::: MATERIAL :::
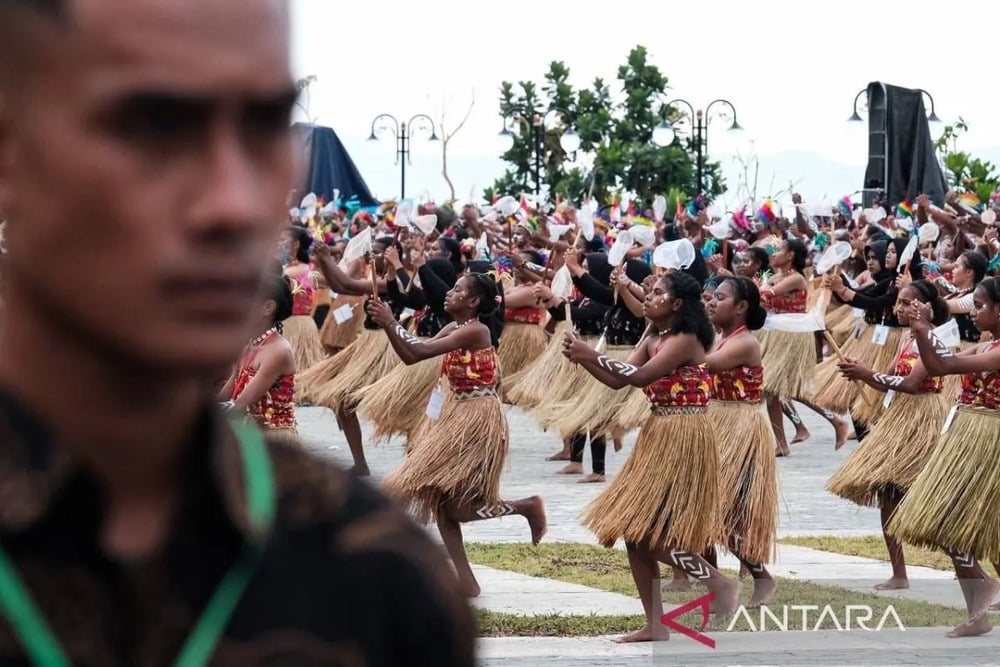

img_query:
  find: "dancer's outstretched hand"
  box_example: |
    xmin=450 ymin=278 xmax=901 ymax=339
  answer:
xmin=365 ymin=299 xmax=396 ymax=327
:::
WHAT THE TASK ASKS> Could you copy out all of the data above word for word, with no changes? Leave the picture out of your answer.

IN RESPONSE>
img_query:
  find: "dancer's outstretched hand"
  box_example: |
    xmin=450 ymin=278 xmax=901 ymax=339
  answer:
xmin=365 ymin=299 xmax=396 ymax=327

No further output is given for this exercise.